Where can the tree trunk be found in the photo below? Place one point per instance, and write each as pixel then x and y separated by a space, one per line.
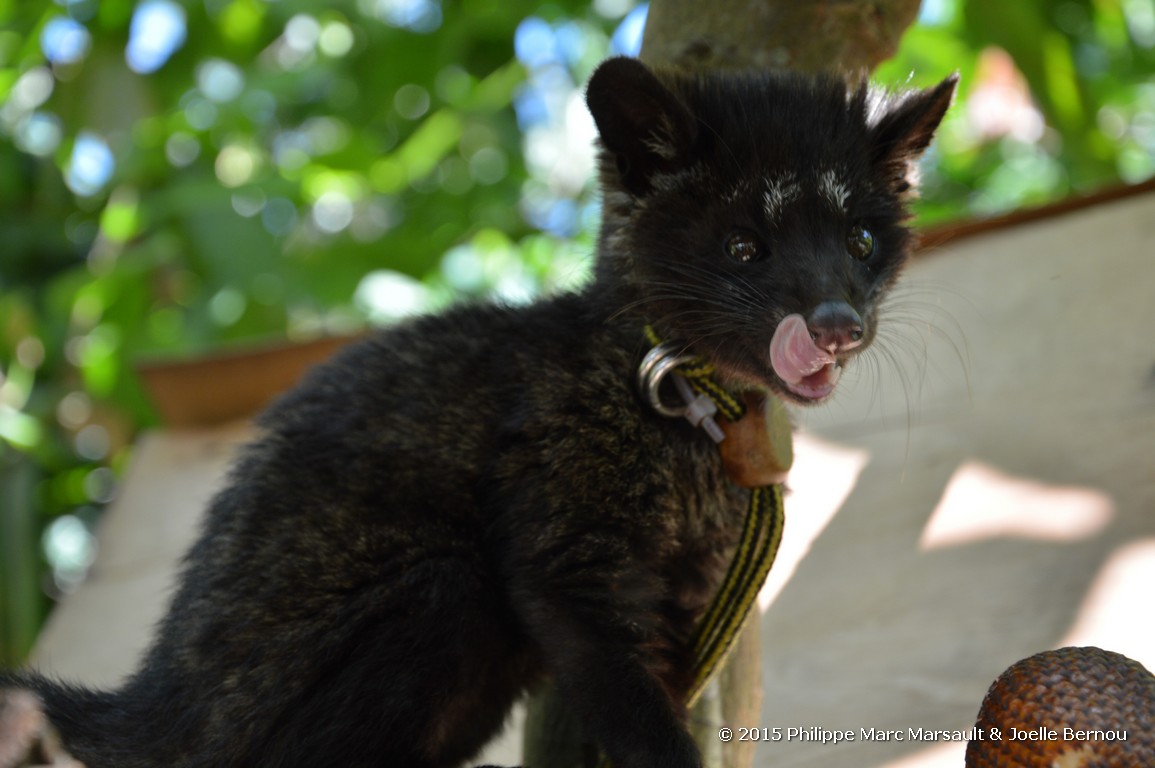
--
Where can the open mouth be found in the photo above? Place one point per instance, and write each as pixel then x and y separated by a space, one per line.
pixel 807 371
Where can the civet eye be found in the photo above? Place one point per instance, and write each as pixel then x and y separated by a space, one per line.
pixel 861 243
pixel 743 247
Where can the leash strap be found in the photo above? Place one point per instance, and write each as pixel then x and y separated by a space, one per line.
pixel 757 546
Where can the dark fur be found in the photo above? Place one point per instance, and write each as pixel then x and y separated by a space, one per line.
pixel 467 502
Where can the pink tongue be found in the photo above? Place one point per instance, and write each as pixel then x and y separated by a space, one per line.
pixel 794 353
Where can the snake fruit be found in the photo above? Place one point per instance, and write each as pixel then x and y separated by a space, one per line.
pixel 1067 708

**TO DO:**
Edit the entries from the line with "Where can the pink" to the line with "pixel 1067 708" by putting "salak fruit" in place of "snake fruit", and leave everything else as it is.

**RESPONSE:**
Where can the pink tongue be found in the photo above? Place one point per instance, and write each as pixel then x and y separated by a space, one per line.
pixel 794 353
Where can the salak fruit be found in the photo above? Place one point per instance, and write each as pixel then x and y separated by a space, one per line.
pixel 1067 708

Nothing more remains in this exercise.